▶ **DATA TO USE**:
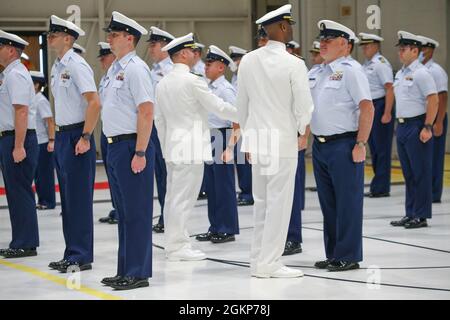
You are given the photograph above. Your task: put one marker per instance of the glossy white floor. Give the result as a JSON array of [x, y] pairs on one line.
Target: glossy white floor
[[413, 264]]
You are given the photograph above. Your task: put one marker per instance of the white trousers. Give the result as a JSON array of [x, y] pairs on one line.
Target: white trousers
[[273, 192], [183, 185]]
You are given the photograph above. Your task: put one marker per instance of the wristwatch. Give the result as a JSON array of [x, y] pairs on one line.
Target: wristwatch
[[139, 153], [86, 136]]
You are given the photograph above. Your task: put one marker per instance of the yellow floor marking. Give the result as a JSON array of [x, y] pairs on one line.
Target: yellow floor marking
[[58, 280]]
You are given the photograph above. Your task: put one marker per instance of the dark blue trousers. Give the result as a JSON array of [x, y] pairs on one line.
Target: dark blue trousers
[[295, 224], [45, 177], [340, 186], [160, 172], [221, 188], [380, 143], [18, 178], [438, 162], [244, 173], [134, 203], [416, 161], [77, 175], [104, 150]]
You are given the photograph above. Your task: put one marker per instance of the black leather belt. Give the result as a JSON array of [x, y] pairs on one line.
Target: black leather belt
[[406, 120], [69, 127], [13, 132], [325, 139], [122, 137]]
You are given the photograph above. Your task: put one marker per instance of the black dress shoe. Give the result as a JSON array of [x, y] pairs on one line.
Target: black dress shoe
[[110, 280], [129, 283], [222, 238], [158, 228], [322, 264], [416, 223], [204, 236], [55, 265], [202, 196], [292, 247], [244, 202], [401, 222], [339, 266], [19, 253], [377, 195], [69, 266]]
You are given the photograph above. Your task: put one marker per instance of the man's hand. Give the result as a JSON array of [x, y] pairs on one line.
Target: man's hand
[[138, 164], [359, 153], [82, 146], [19, 154], [51, 146], [425, 135], [227, 155]]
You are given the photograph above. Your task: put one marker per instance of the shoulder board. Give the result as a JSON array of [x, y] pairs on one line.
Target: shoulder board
[[296, 55], [197, 74]]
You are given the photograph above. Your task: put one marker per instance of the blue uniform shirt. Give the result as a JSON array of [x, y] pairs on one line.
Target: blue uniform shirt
[[224, 90], [127, 84], [16, 88], [43, 111], [439, 76], [337, 90], [379, 72], [412, 86], [71, 77]]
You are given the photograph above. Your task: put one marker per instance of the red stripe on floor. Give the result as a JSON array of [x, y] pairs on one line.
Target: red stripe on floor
[[97, 186]]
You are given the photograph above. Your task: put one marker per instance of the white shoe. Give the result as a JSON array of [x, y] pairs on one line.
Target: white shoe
[[283, 272], [186, 255]]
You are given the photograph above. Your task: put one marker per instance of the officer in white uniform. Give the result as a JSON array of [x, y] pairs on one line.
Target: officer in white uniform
[[416, 109], [220, 180], [79, 49], [381, 79], [341, 124], [441, 124], [162, 65], [106, 58], [77, 109], [182, 124], [127, 115], [45, 132], [274, 106], [18, 147]]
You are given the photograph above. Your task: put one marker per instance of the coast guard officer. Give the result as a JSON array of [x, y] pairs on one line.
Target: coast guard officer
[[127, 115], [416, 109], [181, 119], [220, 181], [243, 167], [441, 124], [341, 124], [45, 132], [18, 147], [77, 108], [162, 65], [274, 106], [381, 78], [106, 58]]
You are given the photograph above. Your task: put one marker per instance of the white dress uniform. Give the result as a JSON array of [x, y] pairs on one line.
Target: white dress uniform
[[183, 101], [274, 105]]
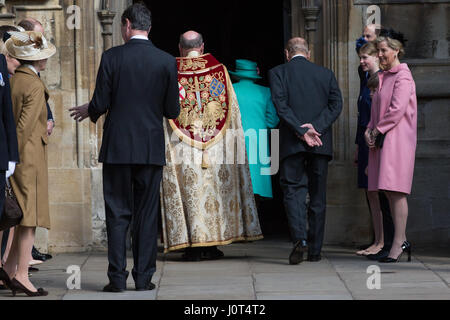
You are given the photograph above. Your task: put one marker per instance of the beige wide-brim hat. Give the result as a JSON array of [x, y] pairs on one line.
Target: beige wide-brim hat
[[29, 46]]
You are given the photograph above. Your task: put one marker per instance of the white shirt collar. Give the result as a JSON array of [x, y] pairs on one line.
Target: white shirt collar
[[32, 68], [139, 37], [193, 54]]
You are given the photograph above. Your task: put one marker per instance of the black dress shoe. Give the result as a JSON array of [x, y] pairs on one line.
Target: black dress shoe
[[149, 287], [192, 254], [39, 255], [314, 257], [211, 253], [296, 256], [111, 288], [380, 255], [364, 246]]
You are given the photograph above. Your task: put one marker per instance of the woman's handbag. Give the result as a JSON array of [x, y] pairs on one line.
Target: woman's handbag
[[379, 140], [12, 214]]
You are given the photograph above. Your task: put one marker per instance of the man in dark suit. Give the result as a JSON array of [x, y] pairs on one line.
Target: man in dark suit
[[308, 101], [9, 152], [136, 86]]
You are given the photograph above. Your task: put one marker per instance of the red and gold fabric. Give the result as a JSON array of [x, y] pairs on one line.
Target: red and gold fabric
[[204, 99], [214, 204]]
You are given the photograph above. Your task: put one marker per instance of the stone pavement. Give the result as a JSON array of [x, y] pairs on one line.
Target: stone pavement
[[256, 271]]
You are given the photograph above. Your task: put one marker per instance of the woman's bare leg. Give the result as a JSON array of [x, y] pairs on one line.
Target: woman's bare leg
[[399, 208]]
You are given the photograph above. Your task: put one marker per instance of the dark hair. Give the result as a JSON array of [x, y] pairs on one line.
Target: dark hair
[[373, 82], [191, 44], [139, 16], [4, 35], [27, 24]]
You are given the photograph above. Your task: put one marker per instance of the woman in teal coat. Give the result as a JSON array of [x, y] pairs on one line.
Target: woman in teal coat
[[258, 117]]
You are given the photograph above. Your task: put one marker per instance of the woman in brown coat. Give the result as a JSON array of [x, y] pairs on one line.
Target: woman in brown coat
[[30, 181]]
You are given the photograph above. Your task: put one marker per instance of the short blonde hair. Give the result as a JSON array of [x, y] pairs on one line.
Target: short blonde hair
[[369, 48], [393, 44]]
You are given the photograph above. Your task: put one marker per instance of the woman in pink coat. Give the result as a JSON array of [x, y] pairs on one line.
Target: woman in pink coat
[[394, 115]]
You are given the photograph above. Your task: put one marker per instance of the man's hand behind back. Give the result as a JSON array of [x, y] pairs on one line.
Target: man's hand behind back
[[80, 113]]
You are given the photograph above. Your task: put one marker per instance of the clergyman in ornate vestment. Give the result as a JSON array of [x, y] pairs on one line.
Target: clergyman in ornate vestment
[[206, 193]]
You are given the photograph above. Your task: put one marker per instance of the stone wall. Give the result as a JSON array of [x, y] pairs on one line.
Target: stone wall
[[77, 210], [426, 25]]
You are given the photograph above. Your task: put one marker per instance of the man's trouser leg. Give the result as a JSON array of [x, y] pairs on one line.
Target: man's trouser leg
[[317, 168], [117, 190], [294, 183], [144, 236]]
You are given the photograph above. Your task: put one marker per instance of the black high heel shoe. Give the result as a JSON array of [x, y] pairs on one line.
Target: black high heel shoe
[[406, 246], [5, 278], [16, 286]]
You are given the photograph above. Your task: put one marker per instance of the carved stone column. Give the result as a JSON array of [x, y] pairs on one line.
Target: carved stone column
[[335, 57], [311, 14], [106, 19]]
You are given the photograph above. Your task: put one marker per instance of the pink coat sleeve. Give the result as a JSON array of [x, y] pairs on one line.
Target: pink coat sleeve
[[400, 100]]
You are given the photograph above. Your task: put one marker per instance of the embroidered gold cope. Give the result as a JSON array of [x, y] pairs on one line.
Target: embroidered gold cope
[[214, 204]]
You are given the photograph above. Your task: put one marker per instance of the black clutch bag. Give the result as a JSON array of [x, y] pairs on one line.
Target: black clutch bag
[[379, 140], [12, 214]]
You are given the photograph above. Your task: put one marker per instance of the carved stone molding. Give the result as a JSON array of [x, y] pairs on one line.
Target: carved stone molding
[[106, 19], [335, 19], [311, 14]]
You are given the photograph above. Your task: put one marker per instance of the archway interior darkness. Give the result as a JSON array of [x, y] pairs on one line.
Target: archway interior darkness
[[232, 29]]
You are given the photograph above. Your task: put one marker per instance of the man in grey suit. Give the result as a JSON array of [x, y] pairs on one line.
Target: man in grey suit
[[308, 101]]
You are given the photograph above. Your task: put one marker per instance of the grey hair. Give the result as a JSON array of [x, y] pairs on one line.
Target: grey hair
[[297, 45], [192, 43]]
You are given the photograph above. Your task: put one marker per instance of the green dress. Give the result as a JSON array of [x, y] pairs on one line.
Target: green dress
[[257, 112]]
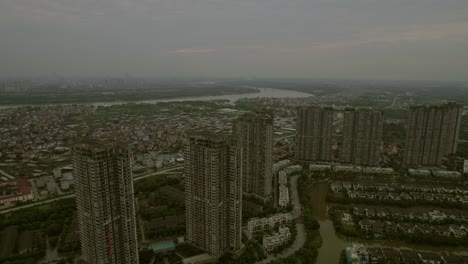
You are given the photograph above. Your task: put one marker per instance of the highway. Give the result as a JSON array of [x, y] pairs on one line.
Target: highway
[[165, 171]]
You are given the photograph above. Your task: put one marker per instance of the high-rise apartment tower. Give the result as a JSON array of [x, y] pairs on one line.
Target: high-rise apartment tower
[[432, 133], [213, 192], [254, 134], [105, 203], [362, 136], [314, 133]]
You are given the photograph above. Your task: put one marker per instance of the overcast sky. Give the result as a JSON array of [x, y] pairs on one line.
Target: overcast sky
[[358, 39]]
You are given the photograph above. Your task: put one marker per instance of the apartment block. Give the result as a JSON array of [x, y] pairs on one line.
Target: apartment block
[[213, 192], [314, 133], [254, 134], [105, 203], [432, 133], [362, 136]]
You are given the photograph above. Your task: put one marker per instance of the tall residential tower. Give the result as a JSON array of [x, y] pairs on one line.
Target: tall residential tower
[[362, 136], [314, 134], [105, 203], [213, 192], [254, 133], [432, 133]]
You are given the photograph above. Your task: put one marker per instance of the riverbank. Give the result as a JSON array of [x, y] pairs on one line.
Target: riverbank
[[333, 243], [255, 92]]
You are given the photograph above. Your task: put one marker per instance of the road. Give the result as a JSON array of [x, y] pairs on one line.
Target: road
[[301, 232], [73, 195]]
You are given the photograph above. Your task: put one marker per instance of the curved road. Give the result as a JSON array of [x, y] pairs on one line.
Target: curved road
[[301, 232]]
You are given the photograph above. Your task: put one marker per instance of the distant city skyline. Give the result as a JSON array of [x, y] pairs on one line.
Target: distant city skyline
[[361, 39]]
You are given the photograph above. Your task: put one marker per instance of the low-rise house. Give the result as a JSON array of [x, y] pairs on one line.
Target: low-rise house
[[441, 231], [457, 231], [409, 256], [258, 224], [270, 242], [430, 258], [375, 255], [356, 254]]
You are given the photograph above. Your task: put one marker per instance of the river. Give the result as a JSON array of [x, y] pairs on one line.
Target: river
[[262, 93], [333, 245]]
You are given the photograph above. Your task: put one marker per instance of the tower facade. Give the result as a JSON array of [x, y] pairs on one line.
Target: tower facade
[[362, 136], [105, 203], [314, 133], [213, 192], [432, 133], [254, 134]]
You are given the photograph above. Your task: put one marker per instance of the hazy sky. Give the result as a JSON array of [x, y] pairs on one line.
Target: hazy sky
[[361, 39]]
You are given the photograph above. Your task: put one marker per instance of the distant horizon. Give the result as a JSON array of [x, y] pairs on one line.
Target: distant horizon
[[217, 79]]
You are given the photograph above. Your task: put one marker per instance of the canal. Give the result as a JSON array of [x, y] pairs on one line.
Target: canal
[[333, 245]]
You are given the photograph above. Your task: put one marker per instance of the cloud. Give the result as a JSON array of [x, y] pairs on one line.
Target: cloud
[[447, 31], [193, 51], [212, 50]]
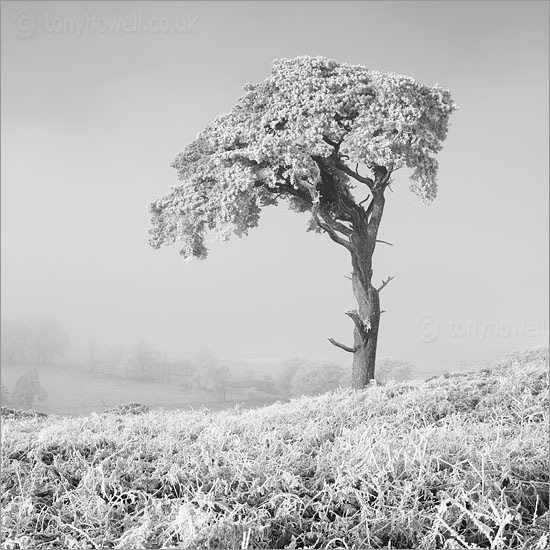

▶ **WHAT YOU ARE ASKED TO DO**:
In the material above, give the stretch from the line containing "hand behind back." through the line containing "[[317, 168], [117, 190], [294, 183], [144, 236]]" as a numbered list, leaving out blank lines.

▶ **SOLUTION BELOW**:
1. You are given the photograph above. Your task: put one marker per instance of the man's hand behind back. Give the result as a JSON array of [x, y] pairs on one line.
2. Target: man's hand behind back
3. [[80, 113]]
4. You are given the photograph above. Your task: put one marker per instance of the clergyman in ornate vestment. Give the result as a JSON array of [x, y] pairs on one line.
5. Target: clergyman in ornate vestment
6. [[206, 193]]
7. You are given the photograph above. Your task: put one marker per instance of the stone wall. Give the result as a JSON array of [x, y] pairs on one line.
8. Target: stone wall
9. [[77, 210], [426, 25]]
10. You are given the photograph above. Your task: put one marker per instance of the man's trouser leg. Give the result as a JSON array of [x, y] pairs on one line.
11. Target: man's trouser leg
12. [[317, 168], [117, 190], [294, 183], [144, 236]]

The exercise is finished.